Text section:
:::::

# Dunbell Pullovers



## geeby112 (Mar 15, 2008)

Ive seen this done a few times at my gym, is this an important excercise i should in my routines? :confused1:


----------



## pastanchicken (Sep 29, 2008)

Not one I use a great deal. Pullovers are good for chest and back. One of Arnie's fave chest exercises I think, I'm sure he believed they expanded the chest??????


----------



## geeby112 (Mar 15, 2008)

yeah i read that it lifts up your chest making you look broader buit i find that hard to belive IMO


----------



## SD (Sep 3, 2004)

They also develop your Sartorius! Good enough exercise but it puts way too much tension on the triceps tendon for my liking and is a common cause of injury, but if it works for you :thumb:

SD


----------



## ElfinTan (May 23, 2008)

I actually quite like them and throw them in quite often. Gives a good stretch on the pecs especially when you keep the hips nice and low! Also make sure you keep the tension and stress on the pecs by locking your arms and not making it into a tri extension which is what most people end updoing!


----------



## bigsteve1974 (Jun 4, 2008)

I prefer these for Lats... i tend to add them after my back workout fully stretch all the way down and then bring back up just over chest.....

steve:thumb:


----------



## big_nige (Apr 3, 2007)

:::::

To-do list:
A. Summarize the forum thread on dumbbell pullovers in two sentences.
B. In the forum thread on dumbbell pullovers, when does bigsteve1974 add pullovers?
C. Go on with the forum thread on dumbbell pullovers from the point where it stops.
The records are not needed for this work.

:::::

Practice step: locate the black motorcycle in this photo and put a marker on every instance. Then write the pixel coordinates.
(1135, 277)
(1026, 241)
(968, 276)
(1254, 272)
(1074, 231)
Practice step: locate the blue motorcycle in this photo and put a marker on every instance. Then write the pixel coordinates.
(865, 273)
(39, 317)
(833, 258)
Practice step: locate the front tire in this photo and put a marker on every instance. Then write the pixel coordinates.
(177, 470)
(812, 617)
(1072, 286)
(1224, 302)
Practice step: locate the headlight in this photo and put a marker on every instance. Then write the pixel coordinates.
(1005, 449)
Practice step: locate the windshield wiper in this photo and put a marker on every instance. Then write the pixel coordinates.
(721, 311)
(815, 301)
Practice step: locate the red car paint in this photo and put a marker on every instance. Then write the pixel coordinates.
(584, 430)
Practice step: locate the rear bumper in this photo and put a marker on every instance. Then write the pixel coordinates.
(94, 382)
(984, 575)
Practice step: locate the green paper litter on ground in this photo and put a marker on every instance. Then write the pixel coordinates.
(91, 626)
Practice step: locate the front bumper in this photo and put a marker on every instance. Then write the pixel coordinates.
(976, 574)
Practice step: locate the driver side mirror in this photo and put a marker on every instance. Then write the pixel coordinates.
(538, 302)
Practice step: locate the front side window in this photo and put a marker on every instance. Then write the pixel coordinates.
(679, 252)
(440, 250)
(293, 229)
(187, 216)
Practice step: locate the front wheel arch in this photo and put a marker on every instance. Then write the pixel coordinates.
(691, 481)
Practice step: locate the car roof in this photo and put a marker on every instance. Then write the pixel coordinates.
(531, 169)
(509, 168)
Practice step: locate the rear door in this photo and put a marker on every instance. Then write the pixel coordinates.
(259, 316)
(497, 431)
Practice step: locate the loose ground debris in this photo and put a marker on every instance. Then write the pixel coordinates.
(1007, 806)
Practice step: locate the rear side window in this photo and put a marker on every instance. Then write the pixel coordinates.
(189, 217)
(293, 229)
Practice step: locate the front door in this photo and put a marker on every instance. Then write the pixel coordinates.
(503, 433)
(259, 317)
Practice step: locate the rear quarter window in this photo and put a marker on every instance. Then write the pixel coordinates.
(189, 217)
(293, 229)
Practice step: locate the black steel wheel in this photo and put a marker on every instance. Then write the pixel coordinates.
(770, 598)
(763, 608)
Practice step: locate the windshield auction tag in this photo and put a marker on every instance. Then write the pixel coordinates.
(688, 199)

:::::

Answers:
A. A poster asks whether dumbbell pullovers belong in a routine, and a reply says they are good for chest and back and that Arnie may have believed they expanded the chest. One poster warns that they put too much tension on the triceps tendon and commonly cause injury, while others like them for a good pec stretch with low hips and locked arms, or use them for lats after a back workout.

B. After the back workout.

C.
arnie said it helped open his ribcage

i do them once or twice a month

good to shock the pecks but my lats cane the next day when i train back

and also where the tricep attaches to the lat

PAIN

do em!!! techniques is important


----------



## ElfinTan (May 23, 2008)

bigsteve1974 said:


> I prefer these for Lats... i tend to add them after my back workout fully stretch all the way down and then bring back up just over chest.....
> 
> steve:thumb:


As above but stop the DB over me nose for chest!


----------



## TOBE (Mar 9, 2008)

Long shot here i think but

What are the machine pullovers (reverse grip) on dorians blood and guts dvd anyone.. what muscle group do they target?


----------



## paulo (Feb 17, 2007)

we do 50k and bend arms a lot-realy hits my triceps and stretches chest one of my favourites


----------



## ZAXXXXX (Oct 3, 2008)

Always used them in my chest workout, they can supposedly enlarge your rib cage. :confused1:

After doing my heaviest sets I can feel my ribcage pop back in place when I stand up so maybe it works


----------



## Dezmyster (Nov 28, 2008)

I do these every week i think there great chest builders.


----------



## Scrappy (May 5, 2008)

Love them, i do d.bell ones on chest day, and i do barbell ones on my back day, i can feel my skin being streched afta heavy b.bell pullovers, awsum! These and chins are the best for width


----------



## Guest (Dec 11, 2008)

> I prefer these for Lats


So do i, i think primarily they are a back exercise but good for expansion of rib cage when taking good deep breaths and the stretch is also good. Lats scream and chest pumps when doing them. Generally used to get the partner to sit on my lap when cross bench to stop hips lifting up when going heavy(ish, all relative) the stretch then was amazing.


----------



## Rickski (Jan 24, 2008)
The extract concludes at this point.